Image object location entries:
[BEGIN]
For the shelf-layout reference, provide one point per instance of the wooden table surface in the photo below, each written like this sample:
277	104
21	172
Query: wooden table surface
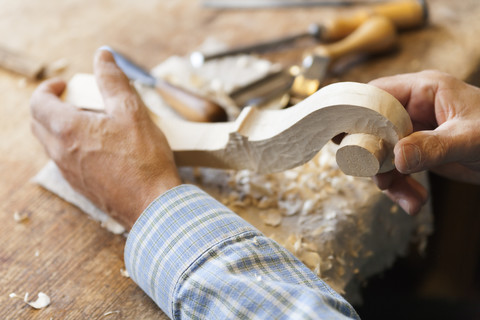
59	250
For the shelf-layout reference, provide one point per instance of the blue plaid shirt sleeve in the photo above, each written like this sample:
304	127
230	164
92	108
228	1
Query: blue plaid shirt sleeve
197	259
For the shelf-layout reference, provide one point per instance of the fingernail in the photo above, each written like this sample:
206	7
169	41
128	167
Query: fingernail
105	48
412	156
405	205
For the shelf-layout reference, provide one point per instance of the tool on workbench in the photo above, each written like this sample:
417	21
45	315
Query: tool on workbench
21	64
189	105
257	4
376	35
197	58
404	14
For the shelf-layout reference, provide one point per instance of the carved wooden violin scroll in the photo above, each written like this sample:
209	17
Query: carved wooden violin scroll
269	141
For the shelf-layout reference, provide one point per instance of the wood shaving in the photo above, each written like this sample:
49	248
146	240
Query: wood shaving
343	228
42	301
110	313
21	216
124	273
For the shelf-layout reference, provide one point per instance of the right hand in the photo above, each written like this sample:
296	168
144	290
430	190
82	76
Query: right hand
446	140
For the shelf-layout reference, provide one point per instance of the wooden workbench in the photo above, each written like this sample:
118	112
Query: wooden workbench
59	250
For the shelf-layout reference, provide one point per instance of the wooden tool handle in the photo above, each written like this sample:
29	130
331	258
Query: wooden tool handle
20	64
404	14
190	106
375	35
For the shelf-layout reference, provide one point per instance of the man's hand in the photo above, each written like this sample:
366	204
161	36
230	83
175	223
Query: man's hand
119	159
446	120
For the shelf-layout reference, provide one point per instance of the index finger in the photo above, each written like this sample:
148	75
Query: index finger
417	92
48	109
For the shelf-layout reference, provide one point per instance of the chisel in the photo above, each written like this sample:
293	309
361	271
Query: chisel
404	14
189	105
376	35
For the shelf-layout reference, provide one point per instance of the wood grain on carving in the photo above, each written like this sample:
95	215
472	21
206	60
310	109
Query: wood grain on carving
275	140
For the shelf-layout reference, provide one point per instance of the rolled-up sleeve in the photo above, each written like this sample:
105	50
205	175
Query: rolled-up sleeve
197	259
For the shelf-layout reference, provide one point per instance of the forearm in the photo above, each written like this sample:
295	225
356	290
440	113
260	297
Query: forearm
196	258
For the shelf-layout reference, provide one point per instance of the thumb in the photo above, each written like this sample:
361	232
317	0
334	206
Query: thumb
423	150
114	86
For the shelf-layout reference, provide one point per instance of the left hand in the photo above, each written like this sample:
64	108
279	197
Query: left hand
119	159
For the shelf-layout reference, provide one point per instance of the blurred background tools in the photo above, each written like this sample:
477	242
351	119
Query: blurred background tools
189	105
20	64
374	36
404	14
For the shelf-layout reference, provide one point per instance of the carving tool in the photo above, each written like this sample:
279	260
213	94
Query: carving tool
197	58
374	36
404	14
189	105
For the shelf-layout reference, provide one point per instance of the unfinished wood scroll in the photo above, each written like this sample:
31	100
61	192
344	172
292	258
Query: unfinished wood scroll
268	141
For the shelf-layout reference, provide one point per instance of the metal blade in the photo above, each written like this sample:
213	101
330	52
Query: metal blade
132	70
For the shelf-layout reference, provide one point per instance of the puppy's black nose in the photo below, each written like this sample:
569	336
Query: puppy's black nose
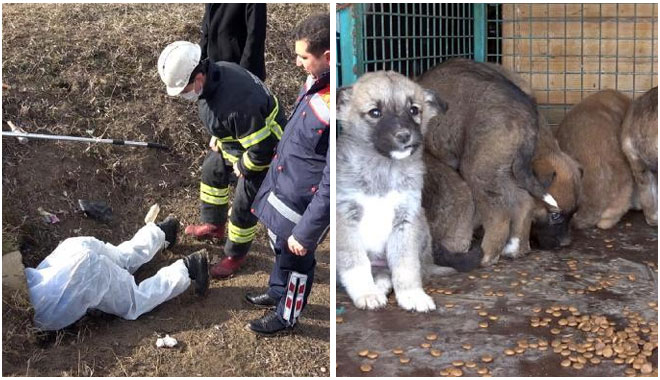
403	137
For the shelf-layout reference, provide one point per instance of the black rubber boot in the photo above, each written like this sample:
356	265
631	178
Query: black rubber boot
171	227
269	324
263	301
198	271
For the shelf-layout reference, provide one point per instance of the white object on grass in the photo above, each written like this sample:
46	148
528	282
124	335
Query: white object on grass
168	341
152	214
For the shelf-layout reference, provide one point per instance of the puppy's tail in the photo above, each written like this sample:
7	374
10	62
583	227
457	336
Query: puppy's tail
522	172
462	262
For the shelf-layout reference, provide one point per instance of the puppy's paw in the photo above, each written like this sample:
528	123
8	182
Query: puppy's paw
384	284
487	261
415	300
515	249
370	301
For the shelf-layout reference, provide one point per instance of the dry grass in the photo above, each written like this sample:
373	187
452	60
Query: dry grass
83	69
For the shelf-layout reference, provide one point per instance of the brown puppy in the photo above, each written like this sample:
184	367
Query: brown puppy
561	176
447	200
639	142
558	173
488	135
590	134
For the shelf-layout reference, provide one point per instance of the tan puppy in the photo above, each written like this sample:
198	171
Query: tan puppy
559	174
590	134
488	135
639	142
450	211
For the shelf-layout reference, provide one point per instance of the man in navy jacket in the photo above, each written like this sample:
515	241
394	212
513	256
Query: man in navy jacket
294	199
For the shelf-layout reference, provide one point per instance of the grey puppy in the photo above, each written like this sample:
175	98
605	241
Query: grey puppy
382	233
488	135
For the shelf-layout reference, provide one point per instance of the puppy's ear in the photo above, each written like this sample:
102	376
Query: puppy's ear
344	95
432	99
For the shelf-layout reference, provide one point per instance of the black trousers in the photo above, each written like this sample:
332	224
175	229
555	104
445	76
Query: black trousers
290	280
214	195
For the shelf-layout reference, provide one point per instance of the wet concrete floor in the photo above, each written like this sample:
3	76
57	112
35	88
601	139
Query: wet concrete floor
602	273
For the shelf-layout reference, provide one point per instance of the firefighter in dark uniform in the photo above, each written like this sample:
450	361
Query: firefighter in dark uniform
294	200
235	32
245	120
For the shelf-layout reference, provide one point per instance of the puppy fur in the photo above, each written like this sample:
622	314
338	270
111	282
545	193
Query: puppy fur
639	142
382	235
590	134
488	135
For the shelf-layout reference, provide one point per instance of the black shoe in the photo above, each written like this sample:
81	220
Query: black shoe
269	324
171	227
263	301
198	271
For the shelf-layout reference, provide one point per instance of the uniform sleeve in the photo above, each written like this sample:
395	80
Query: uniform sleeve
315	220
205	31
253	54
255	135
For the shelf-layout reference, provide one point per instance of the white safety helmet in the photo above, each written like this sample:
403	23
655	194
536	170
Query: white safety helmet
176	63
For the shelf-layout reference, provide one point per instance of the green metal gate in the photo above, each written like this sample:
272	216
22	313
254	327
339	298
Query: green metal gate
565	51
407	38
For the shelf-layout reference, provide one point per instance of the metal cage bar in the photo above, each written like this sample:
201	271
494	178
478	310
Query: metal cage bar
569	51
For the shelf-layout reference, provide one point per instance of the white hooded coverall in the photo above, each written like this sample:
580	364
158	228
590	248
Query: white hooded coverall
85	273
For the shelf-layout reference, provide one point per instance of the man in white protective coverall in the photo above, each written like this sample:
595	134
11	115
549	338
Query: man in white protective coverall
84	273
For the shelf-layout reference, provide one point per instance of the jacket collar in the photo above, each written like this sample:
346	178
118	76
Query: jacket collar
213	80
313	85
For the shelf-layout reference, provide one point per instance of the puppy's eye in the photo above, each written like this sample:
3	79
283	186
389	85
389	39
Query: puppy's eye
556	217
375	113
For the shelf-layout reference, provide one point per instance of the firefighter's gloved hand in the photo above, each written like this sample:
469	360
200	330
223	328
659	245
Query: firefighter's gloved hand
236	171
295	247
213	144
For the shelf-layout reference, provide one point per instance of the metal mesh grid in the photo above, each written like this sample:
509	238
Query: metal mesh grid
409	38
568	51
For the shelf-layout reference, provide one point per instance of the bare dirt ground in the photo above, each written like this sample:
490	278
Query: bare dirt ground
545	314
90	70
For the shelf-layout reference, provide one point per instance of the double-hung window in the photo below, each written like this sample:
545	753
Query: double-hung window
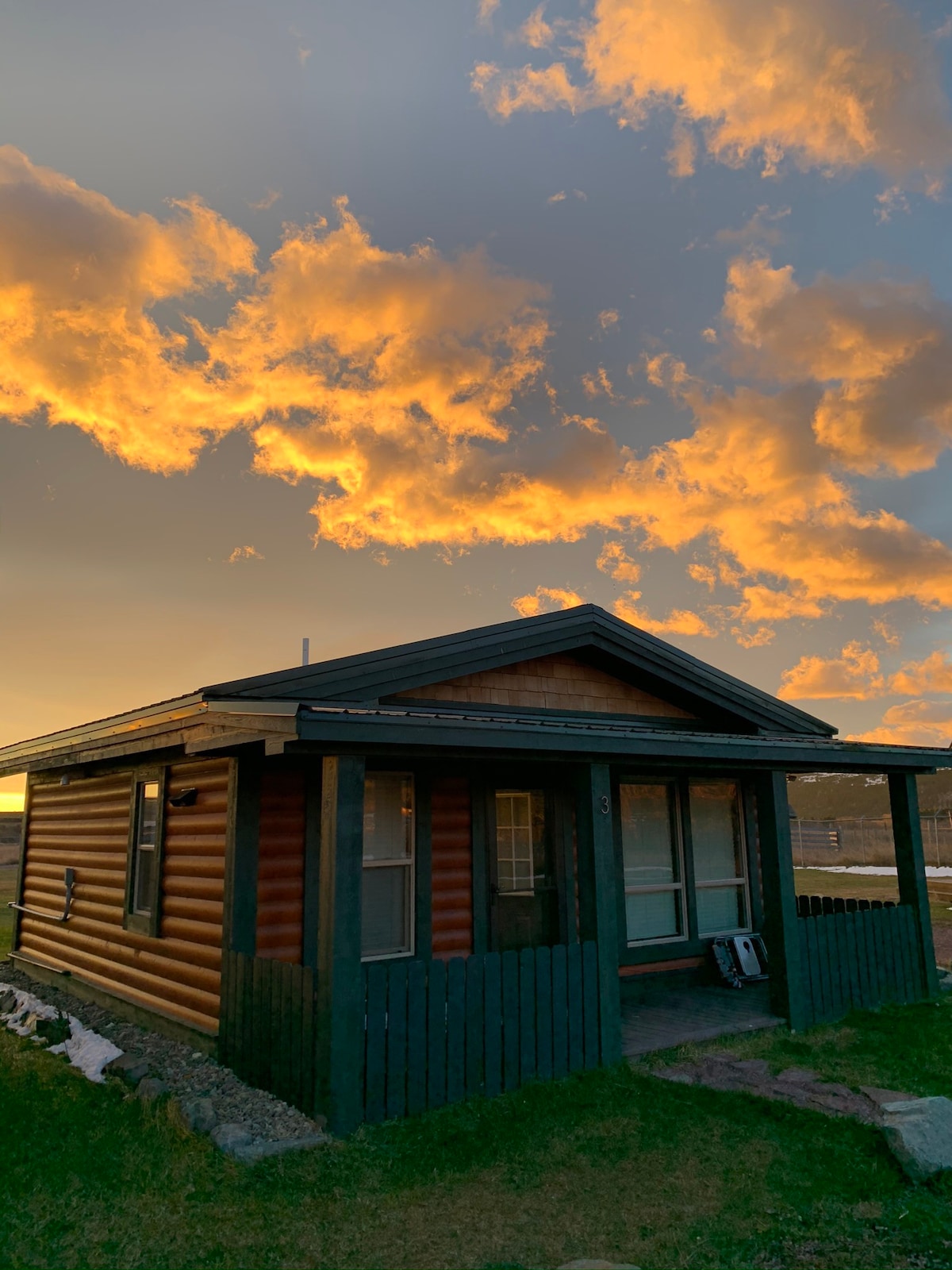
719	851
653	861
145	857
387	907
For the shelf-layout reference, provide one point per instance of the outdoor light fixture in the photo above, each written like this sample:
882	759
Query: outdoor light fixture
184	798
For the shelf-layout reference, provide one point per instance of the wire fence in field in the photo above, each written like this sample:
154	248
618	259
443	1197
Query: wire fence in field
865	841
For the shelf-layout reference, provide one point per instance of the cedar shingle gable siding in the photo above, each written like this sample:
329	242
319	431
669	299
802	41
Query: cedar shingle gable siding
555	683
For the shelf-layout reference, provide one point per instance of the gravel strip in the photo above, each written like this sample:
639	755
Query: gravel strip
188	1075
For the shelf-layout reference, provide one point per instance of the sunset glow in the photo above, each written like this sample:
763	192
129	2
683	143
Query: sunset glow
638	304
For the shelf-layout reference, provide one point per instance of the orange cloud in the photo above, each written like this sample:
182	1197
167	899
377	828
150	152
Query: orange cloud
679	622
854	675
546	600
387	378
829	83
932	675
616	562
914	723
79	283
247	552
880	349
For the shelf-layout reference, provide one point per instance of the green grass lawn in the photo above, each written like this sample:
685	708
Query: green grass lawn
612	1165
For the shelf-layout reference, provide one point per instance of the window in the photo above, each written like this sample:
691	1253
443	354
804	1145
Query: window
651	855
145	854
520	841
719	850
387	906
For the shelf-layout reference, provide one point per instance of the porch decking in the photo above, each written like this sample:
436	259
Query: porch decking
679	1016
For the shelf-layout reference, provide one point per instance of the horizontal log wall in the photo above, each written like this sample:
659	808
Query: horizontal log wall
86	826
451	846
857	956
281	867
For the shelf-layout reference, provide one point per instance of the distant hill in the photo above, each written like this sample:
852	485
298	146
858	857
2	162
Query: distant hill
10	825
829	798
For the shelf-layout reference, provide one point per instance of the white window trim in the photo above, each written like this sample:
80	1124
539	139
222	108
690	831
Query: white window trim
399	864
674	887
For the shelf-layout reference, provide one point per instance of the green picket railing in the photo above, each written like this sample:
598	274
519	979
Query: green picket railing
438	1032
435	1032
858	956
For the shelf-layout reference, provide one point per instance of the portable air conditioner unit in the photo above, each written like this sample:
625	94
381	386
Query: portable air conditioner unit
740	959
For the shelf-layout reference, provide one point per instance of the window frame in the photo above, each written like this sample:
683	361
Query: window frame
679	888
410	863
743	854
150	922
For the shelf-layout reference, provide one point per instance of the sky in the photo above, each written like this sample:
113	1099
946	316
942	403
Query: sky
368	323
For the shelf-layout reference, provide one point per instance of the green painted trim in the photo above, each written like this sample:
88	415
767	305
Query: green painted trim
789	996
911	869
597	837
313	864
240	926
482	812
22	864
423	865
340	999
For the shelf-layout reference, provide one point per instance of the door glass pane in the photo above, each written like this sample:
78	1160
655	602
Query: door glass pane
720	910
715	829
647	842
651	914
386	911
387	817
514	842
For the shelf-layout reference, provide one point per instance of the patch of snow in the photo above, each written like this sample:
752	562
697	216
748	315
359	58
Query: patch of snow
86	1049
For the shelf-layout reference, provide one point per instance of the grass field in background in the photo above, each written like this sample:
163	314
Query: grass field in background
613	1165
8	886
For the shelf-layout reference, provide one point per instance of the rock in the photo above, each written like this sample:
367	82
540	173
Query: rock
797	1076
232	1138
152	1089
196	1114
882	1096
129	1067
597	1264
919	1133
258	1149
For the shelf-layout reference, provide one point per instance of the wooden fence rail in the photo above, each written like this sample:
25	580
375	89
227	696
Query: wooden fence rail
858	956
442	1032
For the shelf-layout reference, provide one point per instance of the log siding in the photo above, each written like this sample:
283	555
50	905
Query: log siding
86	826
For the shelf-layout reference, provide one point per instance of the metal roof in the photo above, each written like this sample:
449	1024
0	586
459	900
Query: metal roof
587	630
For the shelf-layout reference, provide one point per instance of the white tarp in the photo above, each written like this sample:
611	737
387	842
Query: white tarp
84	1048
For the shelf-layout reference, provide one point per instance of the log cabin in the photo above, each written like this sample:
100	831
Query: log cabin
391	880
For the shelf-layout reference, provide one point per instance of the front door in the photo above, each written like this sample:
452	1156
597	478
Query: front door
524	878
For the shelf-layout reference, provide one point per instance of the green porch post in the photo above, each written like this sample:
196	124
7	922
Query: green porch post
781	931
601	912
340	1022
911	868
[END]
▶ _Work required_
Nothing but the lines from the one with "the white tarp" through the last line should be repeated, each exactly as it stands.

▶ _Full response_
For the shelf-layout reference, provide one point per instance of the white tarp in the photo above, each written like this sample:
611	737
387	842
Query: white tarp
84	1048
For the shelf-layout reference, provide one point per instance of the log cabin in the photo above, each written like this sample:
100	831
Query: log cabin
391	880
For the shelf-layout reference, provide one point per instance of the front door in the photo above, each written like this sample:
452	1156
597	478
Query: front door
524	878
For the shelf-layout reference, provide one point per instance of the green porch post in the photo above, each written like this sample:
196	124
7	922
Query: green porch post
781	931
601	912
340	1022
911	868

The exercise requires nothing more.